- 練習任務:
(a) 判斷下列三項說法是否與這篇新詩評論相符：(i) 本文把百年新詩劃分為五個階段；(ii) 本文把1990年到1999年稱為網絡波普期；(iii) 本文說泛文化主義恪守主流的意識形態。每項請答「是」或「否」，並一字不差地引出原文中起決定作用的字句。
(b) 請照原樣重抄這篇新詩評論中的一段文字，從“根據文化機制和社會生活的時代”開始，到“于本真的詩學價值和內在規律。”結束。

作家網

首頁 > 評論 > 正文

略論中國新詩發展的轉承啟合


略論中國新詩發展的轉承啟合
 
  沙克/文

 
  關鍵詞:
 
  新詩五時期,民國新詩,現代主義詩歌,新歸來詩人,21世紀新詩
 
  百年中國新詩從語言形式的新舊變化到內容氣質的根本變化,使它獨立于舊體詩詞成為普適的文學存在,給中國文化增添了新的形制空間和訴求值域,延續了中國文明中的詩化傳統,應合了人們進入現代社會百年來的某種精神需求。事實上,百年新詩與人們的生活方式相伴同行,其間西風東漸,行勢委曲,或自然生發,或強扭遏制,或涅磐再生,或蓄勢而上,或消隱沉淀,或蜂擁而至,或歸去來兮,隨時間和生命的經緯交錯運行,從詩歌藝術扭向意識形態工具再回歸詩歌本身。百年新詩與社會生活互生互長至今,由于其價值觀的趨真和美學度的提升,遠遠進步于20世紀初是不爭之實,
 
  根據文化機制和社會生活的時代性差異,本文試以不同于文學史陳式的視角觀點,把百年新詩大致劃分為五個階段,1949年前的民國時期,1949年到1976年的國家主義時期,1977年到1989年的多元化轉型期,1990年到1999年的消隱沉淀期,2000年以來的網絡波普期,并對此分期進行脈絡性概論和相互觀照。第二階段至今的中國新詩,始終并存著兩大場域,即不斷改進策略的泛國家主義和不斷推進詩藝的泛文化主義,前者恪守主流的意識形態,后者擴爭自由的詩歌精神。百年以來的文化機制和社會生活,恰恰經過了從封建農業文明走進現代工業文明的完整時段,把百年新詩稱為現代詩名副其實,百年新在轉承啟合的發展過程中曲勢運行,逐步歸于本真的詩學價值和內在規律。

- 資料部分:
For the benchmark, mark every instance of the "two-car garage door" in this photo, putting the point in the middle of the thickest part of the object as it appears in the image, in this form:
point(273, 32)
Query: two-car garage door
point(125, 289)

- 答案:
(a)
(i) 是。「把百年新詩大致劃分為五個階段」
(ii) 否。「1990年到1999年的消隱沉淀期,2000年以來的網絡波普期」
(iii) 否。「不斷改進策略的泛國家主義和不斷推進詩藝的泛文化主義,前者恪守主流的意識形態」

(b)
根據文化機制和社會生活的時代性差異,本文試以不同于文學史陳式的視角觀點,把百年新詩大致劃分為五個階段,1949年前的民國時期,1949年到1976年的國家主義時期,1977年到1989年的多元化轉型期,1990年到1999年的消隱沉淀期,2000年以來的網絡波普期,并對此分期進行脈絡性概論和相互觀照。第二階段至今的中國新詩,始終并存著兩大場域,即不斷改進策略的泛國家主義和不斷推進詩藝的泛文化主義,前者恪守主流的意識形態,后者擴爭自由的詩歌精神。百年以來的文化機制和社會生活,恰恰經過了從封建農業文明走進現代工業文明的完整時段,把百年新詩稱為現代詩名副其實,百年新在轉承啟合的發展過程中曲勢運行,逐步歸于本真的詩學價值和內在規律。